- [Задание]:
Перепишите без изменений строки материала ниже, начиная со строки с "the snow-covered plain." и заканчивая строкой с "x=414 y=374" включительно.

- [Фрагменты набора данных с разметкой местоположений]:
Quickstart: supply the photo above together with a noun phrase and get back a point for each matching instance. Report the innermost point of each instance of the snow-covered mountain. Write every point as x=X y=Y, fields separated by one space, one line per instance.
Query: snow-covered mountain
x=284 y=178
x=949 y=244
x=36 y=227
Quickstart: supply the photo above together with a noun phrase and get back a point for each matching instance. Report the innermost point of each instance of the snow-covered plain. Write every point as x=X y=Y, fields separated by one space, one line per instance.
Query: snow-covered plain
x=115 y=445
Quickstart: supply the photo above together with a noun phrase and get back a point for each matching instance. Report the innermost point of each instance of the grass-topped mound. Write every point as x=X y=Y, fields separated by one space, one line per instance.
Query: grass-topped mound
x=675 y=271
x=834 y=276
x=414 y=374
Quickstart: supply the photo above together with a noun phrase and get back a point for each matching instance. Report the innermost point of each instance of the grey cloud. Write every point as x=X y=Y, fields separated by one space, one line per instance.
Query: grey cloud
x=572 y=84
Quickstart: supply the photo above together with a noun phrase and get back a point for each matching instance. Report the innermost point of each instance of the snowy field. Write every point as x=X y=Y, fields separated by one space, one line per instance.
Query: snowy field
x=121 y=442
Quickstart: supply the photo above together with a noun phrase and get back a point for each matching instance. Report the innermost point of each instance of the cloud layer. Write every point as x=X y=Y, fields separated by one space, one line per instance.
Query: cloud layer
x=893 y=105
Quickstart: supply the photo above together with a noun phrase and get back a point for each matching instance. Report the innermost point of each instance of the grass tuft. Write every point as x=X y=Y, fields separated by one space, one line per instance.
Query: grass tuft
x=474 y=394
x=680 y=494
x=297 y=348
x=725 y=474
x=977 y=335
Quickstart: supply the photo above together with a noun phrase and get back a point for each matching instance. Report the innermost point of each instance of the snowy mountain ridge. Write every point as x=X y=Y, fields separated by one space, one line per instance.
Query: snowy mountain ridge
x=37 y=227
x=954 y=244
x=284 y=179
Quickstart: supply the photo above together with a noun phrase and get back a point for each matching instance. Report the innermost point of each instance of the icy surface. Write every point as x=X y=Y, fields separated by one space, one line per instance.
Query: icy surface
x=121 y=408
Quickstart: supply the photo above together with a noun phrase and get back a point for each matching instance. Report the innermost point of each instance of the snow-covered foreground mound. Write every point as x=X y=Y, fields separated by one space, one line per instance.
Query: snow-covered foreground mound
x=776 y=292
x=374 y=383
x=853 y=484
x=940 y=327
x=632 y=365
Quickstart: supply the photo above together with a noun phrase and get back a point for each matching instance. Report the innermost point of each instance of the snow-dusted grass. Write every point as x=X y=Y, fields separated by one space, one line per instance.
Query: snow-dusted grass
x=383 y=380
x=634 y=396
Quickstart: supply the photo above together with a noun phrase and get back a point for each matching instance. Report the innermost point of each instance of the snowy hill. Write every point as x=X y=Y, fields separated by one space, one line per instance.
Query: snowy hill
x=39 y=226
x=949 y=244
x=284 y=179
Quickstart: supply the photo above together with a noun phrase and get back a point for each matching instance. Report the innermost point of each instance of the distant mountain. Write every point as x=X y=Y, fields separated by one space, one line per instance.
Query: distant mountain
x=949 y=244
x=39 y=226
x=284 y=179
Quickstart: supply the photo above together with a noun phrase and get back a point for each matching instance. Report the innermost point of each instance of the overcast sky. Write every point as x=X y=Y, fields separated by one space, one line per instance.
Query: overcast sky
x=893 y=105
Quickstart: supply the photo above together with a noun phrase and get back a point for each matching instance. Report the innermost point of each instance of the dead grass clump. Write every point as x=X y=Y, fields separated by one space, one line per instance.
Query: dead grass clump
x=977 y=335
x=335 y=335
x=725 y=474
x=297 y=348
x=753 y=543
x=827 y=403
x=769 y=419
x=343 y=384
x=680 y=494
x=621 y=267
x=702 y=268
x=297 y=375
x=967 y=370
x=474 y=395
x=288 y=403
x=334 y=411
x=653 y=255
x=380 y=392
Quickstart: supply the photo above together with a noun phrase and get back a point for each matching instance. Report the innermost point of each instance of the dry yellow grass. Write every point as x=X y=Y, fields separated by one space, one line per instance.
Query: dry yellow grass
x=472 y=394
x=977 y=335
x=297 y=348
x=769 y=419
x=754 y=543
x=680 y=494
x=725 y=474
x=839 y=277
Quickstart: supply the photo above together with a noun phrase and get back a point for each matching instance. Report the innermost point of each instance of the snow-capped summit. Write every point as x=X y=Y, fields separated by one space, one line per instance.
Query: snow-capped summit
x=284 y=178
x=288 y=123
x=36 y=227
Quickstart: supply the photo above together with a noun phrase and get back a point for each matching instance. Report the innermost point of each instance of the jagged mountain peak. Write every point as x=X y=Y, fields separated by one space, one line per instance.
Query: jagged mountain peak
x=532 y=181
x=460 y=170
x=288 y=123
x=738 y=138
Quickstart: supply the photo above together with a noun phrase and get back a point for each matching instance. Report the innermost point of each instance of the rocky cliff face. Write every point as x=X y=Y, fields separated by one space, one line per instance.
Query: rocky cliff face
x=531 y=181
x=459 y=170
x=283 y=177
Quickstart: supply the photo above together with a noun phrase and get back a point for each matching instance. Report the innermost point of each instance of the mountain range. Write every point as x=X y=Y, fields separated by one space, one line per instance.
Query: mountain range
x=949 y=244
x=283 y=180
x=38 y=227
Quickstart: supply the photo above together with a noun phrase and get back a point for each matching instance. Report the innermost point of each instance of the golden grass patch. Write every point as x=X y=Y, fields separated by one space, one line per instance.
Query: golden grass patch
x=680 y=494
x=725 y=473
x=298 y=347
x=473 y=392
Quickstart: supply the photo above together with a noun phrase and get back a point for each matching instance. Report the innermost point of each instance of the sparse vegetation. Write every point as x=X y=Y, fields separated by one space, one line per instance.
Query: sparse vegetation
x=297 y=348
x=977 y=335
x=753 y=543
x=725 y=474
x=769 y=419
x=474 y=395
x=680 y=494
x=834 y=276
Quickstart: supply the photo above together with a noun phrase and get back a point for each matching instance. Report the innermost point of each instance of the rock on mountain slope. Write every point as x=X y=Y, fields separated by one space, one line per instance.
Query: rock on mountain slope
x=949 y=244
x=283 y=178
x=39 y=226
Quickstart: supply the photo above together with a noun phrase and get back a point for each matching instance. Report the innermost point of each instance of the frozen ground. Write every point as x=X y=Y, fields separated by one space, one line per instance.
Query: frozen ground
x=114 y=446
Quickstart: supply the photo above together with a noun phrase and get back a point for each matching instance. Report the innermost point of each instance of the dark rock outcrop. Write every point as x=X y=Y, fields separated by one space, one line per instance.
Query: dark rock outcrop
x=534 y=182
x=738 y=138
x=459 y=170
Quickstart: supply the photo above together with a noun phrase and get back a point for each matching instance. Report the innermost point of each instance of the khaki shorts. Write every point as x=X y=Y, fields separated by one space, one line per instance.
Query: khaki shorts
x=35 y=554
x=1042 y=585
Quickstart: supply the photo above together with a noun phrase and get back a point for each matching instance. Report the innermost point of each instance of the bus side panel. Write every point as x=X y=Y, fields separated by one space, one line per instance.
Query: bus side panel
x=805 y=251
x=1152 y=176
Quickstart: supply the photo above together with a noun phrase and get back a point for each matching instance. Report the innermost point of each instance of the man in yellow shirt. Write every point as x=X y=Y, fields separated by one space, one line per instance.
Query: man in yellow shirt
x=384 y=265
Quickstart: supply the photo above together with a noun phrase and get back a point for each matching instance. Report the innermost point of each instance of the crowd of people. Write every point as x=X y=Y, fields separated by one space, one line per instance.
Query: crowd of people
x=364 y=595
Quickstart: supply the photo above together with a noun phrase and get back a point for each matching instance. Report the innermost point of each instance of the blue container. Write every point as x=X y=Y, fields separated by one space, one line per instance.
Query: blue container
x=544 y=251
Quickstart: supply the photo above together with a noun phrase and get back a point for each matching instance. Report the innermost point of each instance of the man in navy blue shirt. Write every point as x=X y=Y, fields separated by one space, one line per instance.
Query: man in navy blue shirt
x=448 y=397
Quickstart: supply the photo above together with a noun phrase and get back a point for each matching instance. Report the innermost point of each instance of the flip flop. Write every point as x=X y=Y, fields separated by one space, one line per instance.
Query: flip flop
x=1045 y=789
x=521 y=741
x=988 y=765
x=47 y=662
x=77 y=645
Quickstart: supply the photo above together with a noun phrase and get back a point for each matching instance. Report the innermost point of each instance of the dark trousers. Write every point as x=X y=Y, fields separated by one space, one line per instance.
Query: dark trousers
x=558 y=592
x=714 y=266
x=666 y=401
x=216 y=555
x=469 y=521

- [Ответ]:
Quickstart: supply the photo above together with a noun phrase and get back a point for each matching instance. Report the innermost point of each instance of the snow-covered plain. Write every point as x=X y=Y, fields separated by one space, one line per instance.
Query: snow-covered plain
x=115 y=445
Quickstart: supply the photo above together with a noun phrase and get back a point for each matching instance. Report the innermost point of each instance of the grass-topped mound. Write every point as x=X y=Y, fields separated by one space, one line per instance.
Query: grass-topped mound
x=675 y=271
x=834 y=276
x=414 y=374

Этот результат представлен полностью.